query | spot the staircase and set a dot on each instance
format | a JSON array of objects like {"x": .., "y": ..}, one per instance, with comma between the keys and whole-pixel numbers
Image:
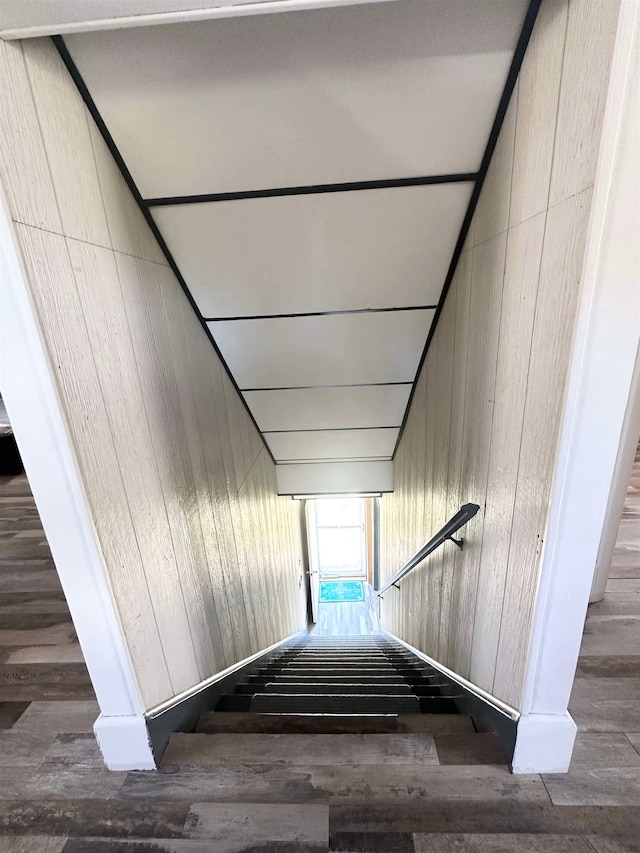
[
  {"x": 333, "y": 744},
  {"x": 366, "y": 676}
]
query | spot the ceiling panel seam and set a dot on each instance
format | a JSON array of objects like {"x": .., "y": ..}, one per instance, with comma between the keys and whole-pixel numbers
[
  {"x": 321, "y": 313},
  {"x": 313, "y": 189},
  {"x": 126, "y": 174},
  {"x": 341, "y": 385},
  {"x": 327, "y": 429},
  {"x": 512, "y": 76}
]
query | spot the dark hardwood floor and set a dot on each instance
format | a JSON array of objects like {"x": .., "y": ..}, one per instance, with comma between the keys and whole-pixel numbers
[{"x": 56, "y": 795}]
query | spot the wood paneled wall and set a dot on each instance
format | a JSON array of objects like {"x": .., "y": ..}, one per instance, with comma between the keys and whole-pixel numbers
[
  {"x": 484, "y": 422},
  {"x": 202, "y": 556}
]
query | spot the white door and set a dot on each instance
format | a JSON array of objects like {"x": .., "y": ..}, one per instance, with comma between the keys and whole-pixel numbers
[{"x": 314, "y": 570}]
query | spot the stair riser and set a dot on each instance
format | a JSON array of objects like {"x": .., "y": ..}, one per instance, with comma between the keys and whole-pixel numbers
[{"x": 315, "y": 689}]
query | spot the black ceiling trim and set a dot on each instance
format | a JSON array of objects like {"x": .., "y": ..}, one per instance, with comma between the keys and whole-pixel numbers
[
  {"x": 313, "y": 495},
  {"x": 319, "y": 460},
  {"x": 514, "y": 70},
  {"x": 312, "y": 189},
  {"x": 126, "y": 174},
  {"x": 321, "y": 313},
  {"x": 327, "y": 429},
  {"x": 313, "y": 387}
]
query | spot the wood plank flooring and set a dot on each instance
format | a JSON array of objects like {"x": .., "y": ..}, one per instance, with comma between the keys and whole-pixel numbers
[{"x": 57, "y": 797}]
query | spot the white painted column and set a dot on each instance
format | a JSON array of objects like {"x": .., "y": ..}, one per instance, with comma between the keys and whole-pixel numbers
[
  {"x": 28, "y": 387},
  {"x": 599, "y": 386}
]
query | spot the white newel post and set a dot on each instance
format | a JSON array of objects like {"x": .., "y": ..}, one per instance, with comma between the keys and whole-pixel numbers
[
  {"x": 29, "y": 390},
  {"x": 600, "y": 382}
]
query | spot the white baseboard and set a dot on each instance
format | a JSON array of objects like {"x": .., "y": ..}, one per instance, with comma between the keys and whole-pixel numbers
[
  {"x": 124, "y": 742},
  {"x": 544, "y": 743}
]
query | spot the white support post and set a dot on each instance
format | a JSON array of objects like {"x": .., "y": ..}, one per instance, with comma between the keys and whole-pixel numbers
[
  {"x": 28, "y": 387},
  {"x": 599, "y": 385}
]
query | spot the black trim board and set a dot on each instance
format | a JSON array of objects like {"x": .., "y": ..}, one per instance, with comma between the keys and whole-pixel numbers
[
  {"x": 326, "y": 429},
  {"x": 312, "y": 189},
  {"x": 485, "y": 716},
  {"x": 321, "y": 313},
  {"x": 512, "y": 76},
  {"x": 343, "y": 385},
  {"x": 183, "y": 716},
  {"x": 126, "y": 174}
]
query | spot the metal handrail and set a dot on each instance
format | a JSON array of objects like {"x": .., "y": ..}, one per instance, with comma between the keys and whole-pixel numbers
[{"x": 464, "y": 514}]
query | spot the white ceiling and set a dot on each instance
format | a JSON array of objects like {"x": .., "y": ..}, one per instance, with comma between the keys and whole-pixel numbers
[
  {"x": 33, "y": 18},
  {"x": 397, "y": 90},
  {"x": 375, "y": 249}
]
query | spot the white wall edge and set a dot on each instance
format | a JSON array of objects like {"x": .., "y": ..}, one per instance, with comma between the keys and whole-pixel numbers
[
  {"x": 203, "y": 685},
  {"x": 230, "y": 10},
  {"x": 605, "y": 347},
  {"x": 124, "y": 742},
  {"x": 29, "y": 389},
  {"x": 544, "y": 743},
  {"x": 619, "y": 487},
  {"x": 498, "y": 704}
]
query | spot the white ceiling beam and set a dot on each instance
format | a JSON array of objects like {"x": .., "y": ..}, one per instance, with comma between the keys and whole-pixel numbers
[{"x": 21, "y": 19}]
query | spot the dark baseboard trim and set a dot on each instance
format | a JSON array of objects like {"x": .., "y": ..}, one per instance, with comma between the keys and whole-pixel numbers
[
  {"x": 488, "y": 713},
  {"x": 181, "y": 713}
]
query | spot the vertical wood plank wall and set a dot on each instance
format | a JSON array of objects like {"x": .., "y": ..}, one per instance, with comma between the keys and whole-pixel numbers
[
  {"x": 201, "y": 554},
  {"x": 484, "y": 422}
]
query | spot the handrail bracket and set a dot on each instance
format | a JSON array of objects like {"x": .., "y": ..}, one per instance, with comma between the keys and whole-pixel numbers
[{"x": 464, "y": 514}]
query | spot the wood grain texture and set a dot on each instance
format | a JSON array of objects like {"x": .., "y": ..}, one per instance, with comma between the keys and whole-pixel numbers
[
  {"x": 591, "y": 32},
  {"x": 128, "y": 230},
  {"x": 492, "y": 213},
  {"x": 23, "y": 161},
  {"x": 54, "y": 291},
  {"x": 201, "y": 554},
  {"x": 500, "y": 368},
  {"x": 538, "y": 94},
  {"x": 524, "y": 251},
  {"x": 485, "y": 310},
  {"x": 65, "y": 133},
  {"x": 556, "y": 305}
]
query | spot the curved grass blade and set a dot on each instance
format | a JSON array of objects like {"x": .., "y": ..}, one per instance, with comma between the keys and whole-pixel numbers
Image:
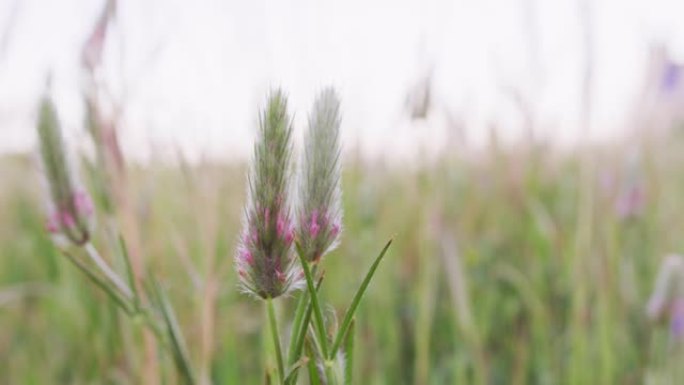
[
  {"x": 178, "y": 348},
  {"x": 349, "y": 354},
  {"x": 101, "y": 283},
  {"x": 355, "y": 302},
  {"x": 318, "y": 315},
  {"x": 300, "y": 336}
]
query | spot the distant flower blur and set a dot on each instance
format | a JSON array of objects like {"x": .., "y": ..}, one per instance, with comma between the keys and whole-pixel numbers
[
  {"x": 667, "y": 299},
  {"x": 264, "y": 260},
  {"x": 70, "y": 217}
]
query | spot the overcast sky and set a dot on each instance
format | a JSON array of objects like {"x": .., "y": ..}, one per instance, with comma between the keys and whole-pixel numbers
[{"x": 193, "y": 72}]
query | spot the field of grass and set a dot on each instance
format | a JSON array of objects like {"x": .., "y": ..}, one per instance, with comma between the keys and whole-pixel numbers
[{"x": 509, "y": 266}]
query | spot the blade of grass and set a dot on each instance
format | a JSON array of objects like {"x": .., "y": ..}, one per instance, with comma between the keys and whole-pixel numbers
[
  {"x": 314, "y": 377},
  {"x": 178, "y": 346},
  {"x": 101, "y": 283},
  {"x": 301, "y": 334},
  {"x": 355, "y": 302},
  {"x": 302, "y": 306},
  {"x": 318, "y": 315},
  {"x": 273, "y": 323},
  {"x": 129, "y": 272},
  {"x": 349, "y": 353}
]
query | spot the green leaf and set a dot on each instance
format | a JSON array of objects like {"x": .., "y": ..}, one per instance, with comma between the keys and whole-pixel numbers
[
  {"x": 273, "y": 323},
  {"x": 318, "y": 315},
  {"x": 355, "y": 302},
  {"x": 314, "y": 377},
  {"x": 349, "y": 354},
  {"x": 129, "y": 272},
  {"x": 101, "y": 283},
  {"x": 177, "y": 343}
]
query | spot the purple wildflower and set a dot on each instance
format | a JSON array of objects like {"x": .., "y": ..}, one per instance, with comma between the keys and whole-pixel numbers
[
  {"x": 264, "y": 260},
  {"x": 320, "y": 213}
]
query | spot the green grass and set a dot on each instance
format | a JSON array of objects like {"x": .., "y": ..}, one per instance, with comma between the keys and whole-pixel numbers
[{"x": 508, "y": 267}]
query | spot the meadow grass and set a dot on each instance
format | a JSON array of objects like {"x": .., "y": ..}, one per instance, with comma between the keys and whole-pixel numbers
[{"x": 509, "y": 266}]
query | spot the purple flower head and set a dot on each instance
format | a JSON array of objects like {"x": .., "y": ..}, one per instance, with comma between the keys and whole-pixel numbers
[
  {"x": 70, "y": 211},
  {"x": 320, "y": 212},
  {"x": 264, "y": 260}
]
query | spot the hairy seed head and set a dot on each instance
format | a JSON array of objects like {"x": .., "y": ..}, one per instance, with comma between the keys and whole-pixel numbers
[
  {"x": 70, "y": 209},
  {"x": 320, "y": 214},
  {"x": 264, "y": 260}
]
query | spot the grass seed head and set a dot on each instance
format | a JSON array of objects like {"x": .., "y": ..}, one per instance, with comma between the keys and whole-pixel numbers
[
  {"x": 264, "y": 260},
  {"x": 320, "y": 215},
  {"x": 70, "y": 208}
]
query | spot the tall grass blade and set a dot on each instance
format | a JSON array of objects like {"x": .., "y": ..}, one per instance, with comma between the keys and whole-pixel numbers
[{"x": 355, "y": 302}]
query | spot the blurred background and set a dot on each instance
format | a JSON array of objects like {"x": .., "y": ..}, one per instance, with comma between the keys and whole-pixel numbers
[{"x": 525, "y": 155}]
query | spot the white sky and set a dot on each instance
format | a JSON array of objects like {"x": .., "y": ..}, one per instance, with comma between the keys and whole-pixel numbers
[{"x": 194, "y": 71}]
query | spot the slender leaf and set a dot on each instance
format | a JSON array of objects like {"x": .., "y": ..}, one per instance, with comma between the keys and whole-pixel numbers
[{"x": 355, "y": 302}]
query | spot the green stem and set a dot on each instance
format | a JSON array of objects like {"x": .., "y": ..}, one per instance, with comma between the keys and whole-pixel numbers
[
  {"x": 276, "y": 338},
  {"x": 318, "y": 315},
  {"x": 107, "y": 271}
]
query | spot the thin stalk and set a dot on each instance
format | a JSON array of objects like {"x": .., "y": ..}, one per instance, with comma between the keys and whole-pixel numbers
[
  {"x": 297, "y": 327},
  {"x": 355, "y": 302},
  {"x": 107, "y": 271},
  {"x": 349, "y": 355},
  {"x": 318, "y": 315},
  {"x": 276, "y": 338}
]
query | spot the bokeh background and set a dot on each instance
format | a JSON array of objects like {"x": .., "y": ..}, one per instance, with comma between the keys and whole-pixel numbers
[{"x": 526, "y": 156}]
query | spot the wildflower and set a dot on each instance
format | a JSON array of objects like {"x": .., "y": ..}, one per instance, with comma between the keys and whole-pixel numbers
[
  {"x": 320, "y": 214},
  {"x": 70, "y": 209},
  {"x": 264, "y": 259}
]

◆ **WHAT THIS TASK INVOLVES**
Every line from the one containing "query | spot the bokeh" through the end of the data must be repeated exactly, and no other line.

◆ **REPLY**
query | spot the bokeh background and set a dot on each instance
format | a JSON array of objects like {"x": .., "y": ..}, one per instance, with comma between the keys and whole-pixel numbers
[{"x": 526, "y": 156}]
query | spot the wildflower and set a dot on each instance
format | a JSON array of objects like {"x": .., "y": ..}, one per instance, with comma between the keys and whole-pixel numbers
[
  {"x": 320, "y": 214},
  {"x": 70, "y": 209},
  {"x": 264, "y": 259}
]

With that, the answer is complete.